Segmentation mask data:

..........

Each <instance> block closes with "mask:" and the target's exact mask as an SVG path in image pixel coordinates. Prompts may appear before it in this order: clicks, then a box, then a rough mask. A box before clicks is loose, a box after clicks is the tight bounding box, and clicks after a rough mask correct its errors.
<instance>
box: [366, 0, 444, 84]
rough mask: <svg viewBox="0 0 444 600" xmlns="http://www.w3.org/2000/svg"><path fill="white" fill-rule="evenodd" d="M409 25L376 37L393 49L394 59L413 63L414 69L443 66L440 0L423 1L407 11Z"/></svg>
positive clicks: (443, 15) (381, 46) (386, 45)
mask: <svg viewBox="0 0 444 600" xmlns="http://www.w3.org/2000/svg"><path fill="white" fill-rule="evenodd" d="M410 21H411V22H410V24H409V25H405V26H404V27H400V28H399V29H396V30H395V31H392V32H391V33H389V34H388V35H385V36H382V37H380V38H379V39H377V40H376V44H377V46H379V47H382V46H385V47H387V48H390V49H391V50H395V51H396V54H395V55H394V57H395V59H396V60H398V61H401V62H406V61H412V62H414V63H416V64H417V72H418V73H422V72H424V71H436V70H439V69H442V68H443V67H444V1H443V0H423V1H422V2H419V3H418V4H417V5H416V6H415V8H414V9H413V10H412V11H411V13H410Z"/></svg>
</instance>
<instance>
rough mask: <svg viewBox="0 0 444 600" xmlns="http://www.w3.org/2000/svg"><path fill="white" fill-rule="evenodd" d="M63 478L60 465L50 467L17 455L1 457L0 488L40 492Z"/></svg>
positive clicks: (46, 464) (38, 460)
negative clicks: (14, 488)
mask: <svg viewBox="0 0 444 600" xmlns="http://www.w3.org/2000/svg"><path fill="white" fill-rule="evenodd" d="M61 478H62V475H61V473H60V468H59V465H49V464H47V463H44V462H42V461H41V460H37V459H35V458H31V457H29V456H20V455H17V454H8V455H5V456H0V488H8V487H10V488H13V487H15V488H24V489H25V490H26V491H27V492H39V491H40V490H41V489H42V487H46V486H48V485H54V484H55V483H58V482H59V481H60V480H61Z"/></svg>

..........

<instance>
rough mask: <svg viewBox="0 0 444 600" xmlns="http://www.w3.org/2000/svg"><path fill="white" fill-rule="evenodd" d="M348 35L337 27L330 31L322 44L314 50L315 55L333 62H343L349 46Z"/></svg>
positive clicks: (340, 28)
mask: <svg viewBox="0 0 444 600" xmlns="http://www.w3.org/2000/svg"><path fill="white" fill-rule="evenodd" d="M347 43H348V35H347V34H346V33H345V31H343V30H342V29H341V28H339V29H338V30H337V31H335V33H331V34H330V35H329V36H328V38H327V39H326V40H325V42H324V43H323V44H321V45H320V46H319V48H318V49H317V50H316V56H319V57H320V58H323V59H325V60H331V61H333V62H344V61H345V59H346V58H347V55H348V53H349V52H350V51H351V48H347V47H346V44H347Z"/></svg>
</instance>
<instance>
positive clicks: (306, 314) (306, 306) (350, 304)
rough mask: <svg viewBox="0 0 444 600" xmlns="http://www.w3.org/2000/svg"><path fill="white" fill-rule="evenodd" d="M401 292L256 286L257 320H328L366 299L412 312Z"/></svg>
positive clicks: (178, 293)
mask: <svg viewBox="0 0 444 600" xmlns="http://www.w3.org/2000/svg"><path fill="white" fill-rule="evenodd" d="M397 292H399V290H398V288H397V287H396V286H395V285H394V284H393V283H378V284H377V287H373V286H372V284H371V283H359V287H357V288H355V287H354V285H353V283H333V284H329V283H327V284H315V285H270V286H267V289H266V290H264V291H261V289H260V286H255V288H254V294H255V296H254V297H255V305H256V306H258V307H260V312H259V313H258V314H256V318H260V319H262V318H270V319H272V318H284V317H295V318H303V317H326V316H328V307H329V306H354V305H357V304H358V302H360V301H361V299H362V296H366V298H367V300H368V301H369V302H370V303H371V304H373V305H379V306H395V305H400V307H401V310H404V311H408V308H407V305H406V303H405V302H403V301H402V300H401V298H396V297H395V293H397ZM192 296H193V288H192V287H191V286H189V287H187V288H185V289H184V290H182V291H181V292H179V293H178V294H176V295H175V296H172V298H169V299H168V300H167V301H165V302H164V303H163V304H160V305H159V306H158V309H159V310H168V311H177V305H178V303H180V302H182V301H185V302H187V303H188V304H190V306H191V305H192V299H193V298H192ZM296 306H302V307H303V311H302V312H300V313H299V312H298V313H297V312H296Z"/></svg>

..........

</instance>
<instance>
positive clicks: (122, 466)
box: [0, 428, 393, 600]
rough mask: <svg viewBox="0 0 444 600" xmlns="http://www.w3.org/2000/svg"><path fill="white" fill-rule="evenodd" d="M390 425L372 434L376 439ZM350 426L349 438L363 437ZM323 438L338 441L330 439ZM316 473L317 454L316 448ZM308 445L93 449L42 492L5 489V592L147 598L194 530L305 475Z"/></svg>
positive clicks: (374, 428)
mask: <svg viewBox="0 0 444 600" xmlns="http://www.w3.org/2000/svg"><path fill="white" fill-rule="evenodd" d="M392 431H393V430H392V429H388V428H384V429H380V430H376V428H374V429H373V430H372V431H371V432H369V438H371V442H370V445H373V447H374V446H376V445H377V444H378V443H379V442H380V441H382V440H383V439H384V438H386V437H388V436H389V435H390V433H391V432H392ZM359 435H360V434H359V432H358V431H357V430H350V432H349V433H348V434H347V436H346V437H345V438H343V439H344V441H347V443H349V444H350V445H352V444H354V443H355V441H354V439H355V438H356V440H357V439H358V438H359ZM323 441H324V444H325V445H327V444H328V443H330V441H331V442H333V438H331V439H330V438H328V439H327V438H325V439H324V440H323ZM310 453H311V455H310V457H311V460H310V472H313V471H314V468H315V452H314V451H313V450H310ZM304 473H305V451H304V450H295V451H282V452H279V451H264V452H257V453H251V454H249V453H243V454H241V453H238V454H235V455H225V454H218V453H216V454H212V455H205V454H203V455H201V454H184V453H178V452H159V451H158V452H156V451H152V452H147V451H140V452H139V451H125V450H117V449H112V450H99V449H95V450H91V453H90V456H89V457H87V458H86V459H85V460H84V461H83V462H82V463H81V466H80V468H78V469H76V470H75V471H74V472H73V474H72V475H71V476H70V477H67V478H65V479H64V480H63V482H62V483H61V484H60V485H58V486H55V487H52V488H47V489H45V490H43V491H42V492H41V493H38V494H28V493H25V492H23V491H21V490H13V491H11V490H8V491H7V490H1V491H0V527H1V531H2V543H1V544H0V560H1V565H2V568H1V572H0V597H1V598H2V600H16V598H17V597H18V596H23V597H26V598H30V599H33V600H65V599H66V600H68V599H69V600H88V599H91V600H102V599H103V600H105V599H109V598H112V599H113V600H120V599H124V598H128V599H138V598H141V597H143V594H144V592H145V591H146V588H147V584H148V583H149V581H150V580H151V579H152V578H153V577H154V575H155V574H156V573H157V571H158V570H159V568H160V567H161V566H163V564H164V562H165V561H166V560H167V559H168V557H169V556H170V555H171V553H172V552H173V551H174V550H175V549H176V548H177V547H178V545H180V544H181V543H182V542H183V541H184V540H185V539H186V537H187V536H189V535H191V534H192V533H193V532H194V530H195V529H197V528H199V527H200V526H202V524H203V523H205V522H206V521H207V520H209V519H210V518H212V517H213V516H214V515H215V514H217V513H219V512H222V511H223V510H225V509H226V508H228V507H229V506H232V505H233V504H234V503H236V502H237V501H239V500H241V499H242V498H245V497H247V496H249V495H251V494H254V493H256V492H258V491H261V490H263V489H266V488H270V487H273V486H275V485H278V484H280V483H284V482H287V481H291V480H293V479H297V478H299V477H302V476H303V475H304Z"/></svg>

..........

• **ASSIGNMENT**:
Return, word for word, the lines of the data above from the line with "positive clicks: (306, 314)" through the line with "292L256 286L257 320H328L366", inclusive.

• **YOUR RESPONSE**:
positive clicks: (306, 314) (306, 306) (350, 304)
rough mask: <svg viewBox="0 0 444 600" xmlns="http://www.w3.org/2000/svg"><path fill="white" fill-rule="evenodd" d="M401 292L256 286L257 320H328L366 299L412 312Z"/></svg>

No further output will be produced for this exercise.